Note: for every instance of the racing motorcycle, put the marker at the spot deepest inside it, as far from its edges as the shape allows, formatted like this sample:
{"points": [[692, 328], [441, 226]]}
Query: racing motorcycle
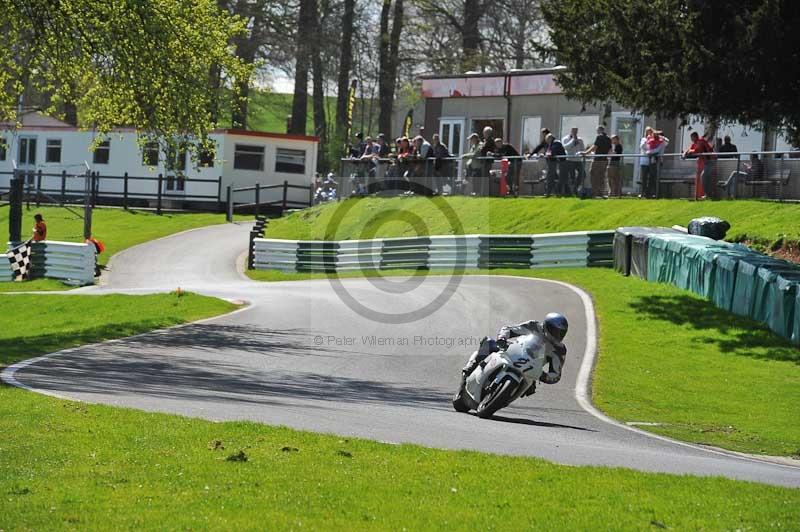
{"points": [[503, 376]]}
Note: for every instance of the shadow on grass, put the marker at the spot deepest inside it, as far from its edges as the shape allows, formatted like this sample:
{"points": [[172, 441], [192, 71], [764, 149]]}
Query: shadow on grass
{"points": [[730, 333], [534, 423]]}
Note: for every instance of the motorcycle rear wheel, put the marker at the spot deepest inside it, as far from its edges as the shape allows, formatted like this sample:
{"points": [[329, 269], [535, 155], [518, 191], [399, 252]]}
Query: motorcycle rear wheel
{"points": [[458, 400], [497, 398]]}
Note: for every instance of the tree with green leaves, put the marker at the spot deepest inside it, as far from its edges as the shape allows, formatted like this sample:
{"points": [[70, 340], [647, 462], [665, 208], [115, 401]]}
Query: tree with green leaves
{"points": [[727, 60], [143, 64]]}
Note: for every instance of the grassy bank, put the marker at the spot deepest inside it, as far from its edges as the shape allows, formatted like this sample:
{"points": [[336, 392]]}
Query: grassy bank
{"points": [[74, 465], [672, 358], [367, 217], [118, 229]]}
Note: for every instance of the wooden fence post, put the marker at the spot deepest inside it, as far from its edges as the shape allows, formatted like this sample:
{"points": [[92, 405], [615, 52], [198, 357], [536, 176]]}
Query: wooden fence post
{"points": [[125, 191], [228, 205]]}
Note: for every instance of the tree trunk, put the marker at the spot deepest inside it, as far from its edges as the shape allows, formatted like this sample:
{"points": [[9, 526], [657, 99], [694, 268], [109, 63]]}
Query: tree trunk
{"points": [[320, 122], [389, 59], [470, 35], [306, 26], [345, 66]]}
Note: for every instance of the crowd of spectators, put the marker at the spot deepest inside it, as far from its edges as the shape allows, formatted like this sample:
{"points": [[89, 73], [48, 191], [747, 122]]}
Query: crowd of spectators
{"points": [[567, 161]]}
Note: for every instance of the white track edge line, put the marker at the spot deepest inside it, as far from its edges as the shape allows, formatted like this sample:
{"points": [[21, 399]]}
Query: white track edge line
{"points": [[584, 380]]}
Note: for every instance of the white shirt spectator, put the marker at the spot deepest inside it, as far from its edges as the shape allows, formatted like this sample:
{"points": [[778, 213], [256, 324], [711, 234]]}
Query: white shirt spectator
{"points": [[573, 146]]}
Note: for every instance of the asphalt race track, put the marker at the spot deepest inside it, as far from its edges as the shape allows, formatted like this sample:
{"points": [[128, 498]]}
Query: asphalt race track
{"points": [[299, 356]]}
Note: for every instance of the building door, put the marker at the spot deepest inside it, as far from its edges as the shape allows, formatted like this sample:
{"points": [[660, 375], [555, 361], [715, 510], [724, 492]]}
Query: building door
{"points": [[629, 129], [26, 158], [451, 133]]}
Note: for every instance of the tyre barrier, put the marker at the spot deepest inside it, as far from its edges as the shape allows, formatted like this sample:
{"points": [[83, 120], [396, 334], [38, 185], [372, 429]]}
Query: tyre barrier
{"points": [[732, 276], [557, 250], [66, 261]]}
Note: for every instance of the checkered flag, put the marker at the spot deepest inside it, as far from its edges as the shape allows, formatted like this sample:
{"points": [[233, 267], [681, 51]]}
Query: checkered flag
{"points": [[20, 259]]}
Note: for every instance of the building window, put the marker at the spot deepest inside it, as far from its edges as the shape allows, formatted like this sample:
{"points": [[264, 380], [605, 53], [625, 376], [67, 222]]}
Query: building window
{"points": [[246, 157], [150, 154], [102, 154], [27, 151], [586, 124], [176, 159], [290, 161], [531, 133], [52, 152]]}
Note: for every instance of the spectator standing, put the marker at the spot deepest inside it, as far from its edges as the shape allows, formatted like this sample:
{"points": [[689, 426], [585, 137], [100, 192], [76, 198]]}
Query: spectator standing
{"points": [[614, 167], [753, 171], [542, 144], [423, 150], [370, 157], [383, 146], [487, 155], [574, 147], [39, 228], [727, 147], [700, 150], [441, 165], [597, 175], [359, 146], [507, 151], [557, 178]]}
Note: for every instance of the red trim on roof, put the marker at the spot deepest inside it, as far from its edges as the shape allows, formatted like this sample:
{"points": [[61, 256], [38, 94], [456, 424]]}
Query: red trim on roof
{"points": [[248, 133]]}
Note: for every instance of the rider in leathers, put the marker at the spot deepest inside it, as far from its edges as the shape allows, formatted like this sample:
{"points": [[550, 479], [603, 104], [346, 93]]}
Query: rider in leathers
{"points": [[552, 329]]}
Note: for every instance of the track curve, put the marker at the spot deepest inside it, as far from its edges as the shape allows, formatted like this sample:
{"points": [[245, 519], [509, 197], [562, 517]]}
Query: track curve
{"points": [[299, 357]]}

* [AIM]:
Without including any pictures, reproduce the listing exactly.

* [RESPONSE]:
Note: for every instance of the racing motorcycle, put the marker at the spot deepest inside it, as far from its edges as the shape allows, formatted like this sample:
{"points": [[692, 328], [441, 226]]}
Query: racing motorcycle
{"points": [[503, 376]]}
Note: for every instance of the shadow on grass, put the marker at the spot deepest inside it, as far from its edges as the shape allows, formatted like this sample:
{"points": [[172, 441], [192, 71], [764, 149]]}
Query: shadow on grass
{"points": [[730, 333], [534, 423]]}
Note: for every instance of the motorcycle rear wheel, put the marker at the spot deepest inside it, as far from its edges as the shape allows, formatted like this sample:
{"points": [[329, 269], [535, 155], [518, 191], [399, 252]]}
Query: motorcycle rear wheel
{"points": [[458, 400], [497, 398]]}
Note: for every instance of the tree with green leaves, put the marker at the spot deepest inside it, as far from its edges as the shape allows, formatted like this sample:
{"points": [[70, 340], [647, 462], [665, 208], [115, 401]]}
Query: tree with green leaves
{"points": [[727, 60], [143, 64]]}
Note: for every instance of the grassy bank, put the marker at the spot deepest inside it, as far from its edges as the shape allows, formatted like this sample:
{"points": [[336, 392]]}
Query: grassy bank
{"points": [[74, 465], [672, 358], [367, 217], [118, 229]]}
Note: for every instance of the wooden fence post, put the marker at the spot deepest inside it, as far from its edges as the shape allows, formatted like this sample:
{"points": [[92, 405], [615, 52], [198, 357], [536, 176]]}
Query: wooden fence post
{"points": [[125, 191], [228, 205]]}
Note: for every instance of the tree trunk, put the marker at the spot deepest inside it, as far from its edges as the shape allows, formatted like this sample:
{"points": [[9, 526], [657, 99], [694, 268], [109, 63]]}
Query: tree trunk
{"points": [[320, 122], [389, 59], [470, 35], [306, 26], [345, 66]]}
Note: for every instance of the crowd of spectators, put the marker at the spot deepest inside it, as far from its edges as the shape allows, formatted like this sample:
{"points": [[89, 73], [48, 191], [747, 122]]}
Query: crowd of spectators
{"points": [[567, 161]]}
Note: for every instance of the white track edge line, put the marker at the spot deepest inside it, as far from its edges as the shape allows, formatted like this sample:
{"points": [[21, 399]]}
Query: white track edge line
{"points": [[584, 380]]}
Note: for every instance of the white shirt spectator, put the marker at the spot deepest inside it, as far from its edges as the shape allows, formatted like this sample:
{"points": [[778, 213], [256, 324], [711, 234]]}
Query: white shirt spectator
{"points": [[573, 146]]}
Note: for every instance of the asphalt race track, put the marker at the spot deepest inside it, as far from its edges as the shape allows, formatted like this sample:
{"points": [[128, 498]]}
Query: asphalt race track
{"points": [[299, 356]]}
Note: for every instance of the building door, put the marker at the spot deepest inside it, as far from its edges as the shape allows, formatted like this sample:
{"points": [[660, 375], [555, 361], [715, 510], [724, 492]]}
Query: building door
{"points": [[629, 129], [26, 158], [451, 133]]}
Note: for every instance of the tyre barrier, put the marker at the spot deepest inside it, as far from its edges as the shape allows, formatted like this sample:
{"points": [[83, 120], [396, 334], [38, 185], [372, 429]]}
Query: tyre barrier
{"points": [[732, 276], [557, 250], [66, 261]]}
Note: for every instance of the checkered flag, put the marker at the spot deepest inside it, as far from its edges as the shape allows, formatted like this sample:
{"points": [[233, 267], [681, 51]]}
Query: checkered flag
{"points": [[20, 259]]}
Note: for every instance of the building window, put the marker at the spot deepest inside it, as far from its edges as the shape allows, formatted like this sample:
{"points": [[264, 380], [605, 53], [625, 376], [67, 222]]}
Query: building window
{"points": [[246, 157], [150, 154], [102, 154], [27, 151], [586, 124], [176, 159], [290, 161], [531, 133], [52, 152]]}
Note: for every instance of the spectator standing, put the marker at the spot deepest inside it, as far from its edges as the shape allows, formatted like this sample:
{"points": [[689, 426], [585, 137], [100, 192], [76, 198]]}
Query: spectator standing
{"points": [[614, 167], [753, 171], [542, 144], [423, 150], [370, 157], [383, 146], [487, 155], [574, 147], [39, 228], [727, 147], [700, 150], [441, 165], [597, 175], [359, 146], [507, 151], [557, 178]]}
Note: for every instance of the red trim on roof, put the marker at the spot deepest inside it, as far from its edges as the shape allows, formatted like this sample:
{"points": [[61, 256], [38, 94], [456, 424]]}
Query: red trim on roof
{"points": [[248, 133]]}
Note: for every instance of the rider in leathers, put the marker at the spot deepest inside it, as far from its edges as the shape allows, formatted like this sample:
{"points": [[550, 479], [603, 104], [346, 93]]}
Query: rider in leathers
{"points": [[552, 329]]}
Note: for every instance of the track curve, put the marker at the spot deepest inside it, as far from its edges as the shape allows, formatted like this sample:
{"points": [[245, 519], [509, 197], [562, 517]]}
Query: track curve
{"points": [[299, 357]]}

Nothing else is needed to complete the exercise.